REQUIRED WORK — Collect every line of the items below that contains the string "trim". Matching is case-sensitive.

Object point labels:
-- begin --
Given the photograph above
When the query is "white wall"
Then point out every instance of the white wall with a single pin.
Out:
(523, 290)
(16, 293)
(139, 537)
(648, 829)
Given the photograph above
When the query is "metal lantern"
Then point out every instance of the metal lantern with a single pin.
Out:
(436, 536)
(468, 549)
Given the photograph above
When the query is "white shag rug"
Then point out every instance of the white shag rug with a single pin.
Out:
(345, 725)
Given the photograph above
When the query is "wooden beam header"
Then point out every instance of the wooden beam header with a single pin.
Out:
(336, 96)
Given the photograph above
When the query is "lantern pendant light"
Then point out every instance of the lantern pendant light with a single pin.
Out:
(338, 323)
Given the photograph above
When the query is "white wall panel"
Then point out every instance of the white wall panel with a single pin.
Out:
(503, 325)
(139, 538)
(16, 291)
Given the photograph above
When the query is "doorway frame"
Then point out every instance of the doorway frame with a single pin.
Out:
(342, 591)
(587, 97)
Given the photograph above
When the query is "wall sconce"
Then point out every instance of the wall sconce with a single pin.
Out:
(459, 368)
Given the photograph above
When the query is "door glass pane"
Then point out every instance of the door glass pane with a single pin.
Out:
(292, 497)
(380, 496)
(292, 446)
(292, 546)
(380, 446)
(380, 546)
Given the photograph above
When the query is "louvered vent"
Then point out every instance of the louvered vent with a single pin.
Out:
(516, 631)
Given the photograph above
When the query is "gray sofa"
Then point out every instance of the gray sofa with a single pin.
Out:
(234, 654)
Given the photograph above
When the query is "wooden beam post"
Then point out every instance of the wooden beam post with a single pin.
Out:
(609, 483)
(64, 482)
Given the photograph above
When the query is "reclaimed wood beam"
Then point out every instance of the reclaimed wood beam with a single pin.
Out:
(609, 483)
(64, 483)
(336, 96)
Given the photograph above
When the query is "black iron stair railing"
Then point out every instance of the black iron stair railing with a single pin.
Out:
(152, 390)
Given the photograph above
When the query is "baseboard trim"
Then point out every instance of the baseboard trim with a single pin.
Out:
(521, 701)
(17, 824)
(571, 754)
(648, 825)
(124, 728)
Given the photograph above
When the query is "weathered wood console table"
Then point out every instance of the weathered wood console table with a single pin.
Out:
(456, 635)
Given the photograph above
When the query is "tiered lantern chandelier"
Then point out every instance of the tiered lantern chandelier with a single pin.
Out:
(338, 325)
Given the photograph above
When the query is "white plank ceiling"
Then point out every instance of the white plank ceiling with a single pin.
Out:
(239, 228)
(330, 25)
-- end --
WRITTEN RESPONSE —
When the query is "baseboard trim"
Then point out every instance of the baseboard trim with a single pin.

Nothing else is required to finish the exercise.